**Instructions to follow:**
Update the records from the line containing "Place one point on every instance of the window" through the end of the records, changing "coordinates" to "locations" and leaving everything else untouched.

**Stored items:**
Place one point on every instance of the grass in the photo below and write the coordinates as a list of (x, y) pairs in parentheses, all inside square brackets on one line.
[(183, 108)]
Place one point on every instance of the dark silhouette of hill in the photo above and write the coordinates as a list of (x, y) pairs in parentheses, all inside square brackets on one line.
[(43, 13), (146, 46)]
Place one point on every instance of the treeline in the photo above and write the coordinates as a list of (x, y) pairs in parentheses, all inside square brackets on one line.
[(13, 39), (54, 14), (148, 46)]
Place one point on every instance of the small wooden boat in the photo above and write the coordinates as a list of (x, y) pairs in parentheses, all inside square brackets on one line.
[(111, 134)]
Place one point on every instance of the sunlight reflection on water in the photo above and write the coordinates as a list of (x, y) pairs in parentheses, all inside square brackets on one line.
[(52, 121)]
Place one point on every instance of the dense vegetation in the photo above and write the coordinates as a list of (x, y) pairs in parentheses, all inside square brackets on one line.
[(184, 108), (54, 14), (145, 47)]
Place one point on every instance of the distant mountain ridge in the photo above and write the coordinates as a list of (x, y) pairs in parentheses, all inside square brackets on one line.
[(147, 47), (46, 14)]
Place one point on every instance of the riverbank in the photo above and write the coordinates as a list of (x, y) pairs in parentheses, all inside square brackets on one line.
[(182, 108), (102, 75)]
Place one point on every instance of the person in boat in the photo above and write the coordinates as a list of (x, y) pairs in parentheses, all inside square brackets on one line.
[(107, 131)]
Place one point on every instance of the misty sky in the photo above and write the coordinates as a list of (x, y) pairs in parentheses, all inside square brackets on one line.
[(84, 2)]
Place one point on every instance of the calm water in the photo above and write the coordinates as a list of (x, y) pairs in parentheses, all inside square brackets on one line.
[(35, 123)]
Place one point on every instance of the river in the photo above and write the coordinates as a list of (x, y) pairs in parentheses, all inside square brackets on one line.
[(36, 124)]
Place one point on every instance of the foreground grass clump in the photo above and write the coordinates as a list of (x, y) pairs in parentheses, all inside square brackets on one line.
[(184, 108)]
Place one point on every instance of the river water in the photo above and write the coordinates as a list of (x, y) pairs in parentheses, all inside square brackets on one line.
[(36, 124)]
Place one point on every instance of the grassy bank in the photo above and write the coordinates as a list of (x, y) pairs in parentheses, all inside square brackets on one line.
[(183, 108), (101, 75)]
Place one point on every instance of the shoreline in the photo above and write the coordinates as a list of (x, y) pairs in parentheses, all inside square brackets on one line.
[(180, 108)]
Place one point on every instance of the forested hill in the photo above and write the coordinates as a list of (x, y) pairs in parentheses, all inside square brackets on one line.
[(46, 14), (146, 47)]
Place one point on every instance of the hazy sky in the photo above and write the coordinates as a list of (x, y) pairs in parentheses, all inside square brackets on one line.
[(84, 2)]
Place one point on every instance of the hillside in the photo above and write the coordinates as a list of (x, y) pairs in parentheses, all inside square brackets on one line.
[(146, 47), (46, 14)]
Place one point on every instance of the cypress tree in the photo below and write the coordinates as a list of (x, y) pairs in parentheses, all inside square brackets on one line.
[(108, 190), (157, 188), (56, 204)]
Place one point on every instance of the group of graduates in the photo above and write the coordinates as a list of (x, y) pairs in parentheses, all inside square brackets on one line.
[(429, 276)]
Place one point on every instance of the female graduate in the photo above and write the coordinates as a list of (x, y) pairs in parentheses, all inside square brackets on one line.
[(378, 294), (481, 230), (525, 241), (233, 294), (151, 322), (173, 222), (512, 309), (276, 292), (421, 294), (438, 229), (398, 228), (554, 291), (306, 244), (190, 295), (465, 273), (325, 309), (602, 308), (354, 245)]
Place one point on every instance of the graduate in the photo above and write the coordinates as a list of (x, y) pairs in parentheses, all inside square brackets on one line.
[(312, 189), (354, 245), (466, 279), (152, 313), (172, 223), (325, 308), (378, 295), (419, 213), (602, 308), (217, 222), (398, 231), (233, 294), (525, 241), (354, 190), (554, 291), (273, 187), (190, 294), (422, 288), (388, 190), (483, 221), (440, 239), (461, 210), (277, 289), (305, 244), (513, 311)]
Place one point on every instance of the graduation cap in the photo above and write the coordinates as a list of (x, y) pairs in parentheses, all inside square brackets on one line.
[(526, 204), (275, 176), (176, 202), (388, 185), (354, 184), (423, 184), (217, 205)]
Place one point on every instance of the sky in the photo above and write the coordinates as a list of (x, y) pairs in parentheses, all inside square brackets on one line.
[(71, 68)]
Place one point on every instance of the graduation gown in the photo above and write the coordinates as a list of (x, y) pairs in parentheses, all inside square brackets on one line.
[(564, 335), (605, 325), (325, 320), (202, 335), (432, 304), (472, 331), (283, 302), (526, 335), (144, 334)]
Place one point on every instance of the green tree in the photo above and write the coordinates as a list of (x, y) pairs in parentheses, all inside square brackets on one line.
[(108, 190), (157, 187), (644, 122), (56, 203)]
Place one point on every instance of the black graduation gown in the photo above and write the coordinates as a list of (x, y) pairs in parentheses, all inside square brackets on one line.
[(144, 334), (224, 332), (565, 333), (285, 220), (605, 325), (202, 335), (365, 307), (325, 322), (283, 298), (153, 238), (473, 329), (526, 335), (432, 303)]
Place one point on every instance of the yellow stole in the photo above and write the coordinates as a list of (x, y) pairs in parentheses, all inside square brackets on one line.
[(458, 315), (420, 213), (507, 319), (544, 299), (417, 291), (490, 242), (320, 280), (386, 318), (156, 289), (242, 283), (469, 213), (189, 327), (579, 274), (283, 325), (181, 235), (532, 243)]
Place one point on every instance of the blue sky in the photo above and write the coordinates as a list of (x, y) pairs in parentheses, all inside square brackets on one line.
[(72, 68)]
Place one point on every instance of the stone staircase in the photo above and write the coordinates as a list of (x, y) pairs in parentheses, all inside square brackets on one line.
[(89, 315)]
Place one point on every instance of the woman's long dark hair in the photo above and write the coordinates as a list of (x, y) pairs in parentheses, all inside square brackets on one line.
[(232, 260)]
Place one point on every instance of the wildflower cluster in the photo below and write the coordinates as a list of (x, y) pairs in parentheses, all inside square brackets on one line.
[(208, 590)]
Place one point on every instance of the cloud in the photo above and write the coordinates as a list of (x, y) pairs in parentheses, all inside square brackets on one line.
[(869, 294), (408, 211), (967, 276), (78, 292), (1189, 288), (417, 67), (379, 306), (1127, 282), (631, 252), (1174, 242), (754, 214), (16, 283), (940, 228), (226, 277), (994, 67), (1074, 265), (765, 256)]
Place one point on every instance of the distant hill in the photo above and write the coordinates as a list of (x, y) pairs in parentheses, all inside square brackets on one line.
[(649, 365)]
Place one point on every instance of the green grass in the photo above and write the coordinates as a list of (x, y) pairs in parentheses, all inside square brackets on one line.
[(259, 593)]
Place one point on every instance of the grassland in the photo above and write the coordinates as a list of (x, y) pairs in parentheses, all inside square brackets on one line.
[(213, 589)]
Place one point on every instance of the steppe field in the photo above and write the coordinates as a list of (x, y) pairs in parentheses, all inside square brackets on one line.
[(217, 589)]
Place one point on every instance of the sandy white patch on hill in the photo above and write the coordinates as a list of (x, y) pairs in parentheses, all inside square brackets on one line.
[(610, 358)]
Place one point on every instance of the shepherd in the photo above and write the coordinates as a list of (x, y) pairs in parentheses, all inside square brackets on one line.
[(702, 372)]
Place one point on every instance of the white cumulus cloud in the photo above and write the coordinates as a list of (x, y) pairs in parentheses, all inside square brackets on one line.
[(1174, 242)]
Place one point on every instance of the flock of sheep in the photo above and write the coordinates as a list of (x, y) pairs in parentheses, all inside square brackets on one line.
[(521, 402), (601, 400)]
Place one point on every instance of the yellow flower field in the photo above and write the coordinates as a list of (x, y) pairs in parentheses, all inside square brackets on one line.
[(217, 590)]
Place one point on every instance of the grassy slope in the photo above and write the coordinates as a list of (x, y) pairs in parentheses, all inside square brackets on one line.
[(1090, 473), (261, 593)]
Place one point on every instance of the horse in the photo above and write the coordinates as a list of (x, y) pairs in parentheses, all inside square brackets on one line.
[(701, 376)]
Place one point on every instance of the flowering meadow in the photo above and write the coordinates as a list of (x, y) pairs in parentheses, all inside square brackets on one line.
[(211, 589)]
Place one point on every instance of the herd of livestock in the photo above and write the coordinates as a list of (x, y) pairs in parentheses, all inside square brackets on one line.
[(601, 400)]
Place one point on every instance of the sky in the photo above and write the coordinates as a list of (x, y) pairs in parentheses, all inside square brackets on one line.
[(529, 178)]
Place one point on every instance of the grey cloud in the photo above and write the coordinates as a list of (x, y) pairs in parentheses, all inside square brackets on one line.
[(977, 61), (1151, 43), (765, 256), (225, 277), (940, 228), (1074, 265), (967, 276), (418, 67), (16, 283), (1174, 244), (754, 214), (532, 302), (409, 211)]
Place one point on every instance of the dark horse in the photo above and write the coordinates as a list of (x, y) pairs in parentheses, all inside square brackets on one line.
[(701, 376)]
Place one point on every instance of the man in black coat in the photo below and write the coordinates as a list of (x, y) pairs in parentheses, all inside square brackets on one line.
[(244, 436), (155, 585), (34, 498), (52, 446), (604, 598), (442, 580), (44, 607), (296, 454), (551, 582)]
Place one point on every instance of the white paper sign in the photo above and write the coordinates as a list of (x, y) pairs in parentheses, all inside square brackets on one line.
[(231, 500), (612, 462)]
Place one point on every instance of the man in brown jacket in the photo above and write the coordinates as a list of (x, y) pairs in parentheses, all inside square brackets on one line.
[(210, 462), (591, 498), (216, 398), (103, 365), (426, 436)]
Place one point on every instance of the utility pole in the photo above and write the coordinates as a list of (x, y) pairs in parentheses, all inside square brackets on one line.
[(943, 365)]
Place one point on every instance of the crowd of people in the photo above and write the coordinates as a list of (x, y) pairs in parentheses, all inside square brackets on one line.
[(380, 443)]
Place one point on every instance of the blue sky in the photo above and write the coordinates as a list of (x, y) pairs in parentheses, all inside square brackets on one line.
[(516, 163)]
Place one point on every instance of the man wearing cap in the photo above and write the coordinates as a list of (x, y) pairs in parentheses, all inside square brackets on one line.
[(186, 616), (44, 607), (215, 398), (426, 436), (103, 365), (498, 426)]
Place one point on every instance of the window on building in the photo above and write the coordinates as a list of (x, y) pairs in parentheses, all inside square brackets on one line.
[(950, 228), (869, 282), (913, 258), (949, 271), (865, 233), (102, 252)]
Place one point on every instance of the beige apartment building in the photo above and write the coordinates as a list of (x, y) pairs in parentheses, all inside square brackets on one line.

**Output for this exercise:**
Place one point on every instance of the window on building in the photo above and write the locations as a list of (x, y) pairs in parentheses, all inside square brackets on one line.
[(950, 228), (869, 282), (913, 258), (949, 271), (865, 233), (102, 252)]
Place one point on every instance of the beige apartment building in the photo above and write the locations as a list of (x, y) pairs in parentheses, all inside square brackets on one line.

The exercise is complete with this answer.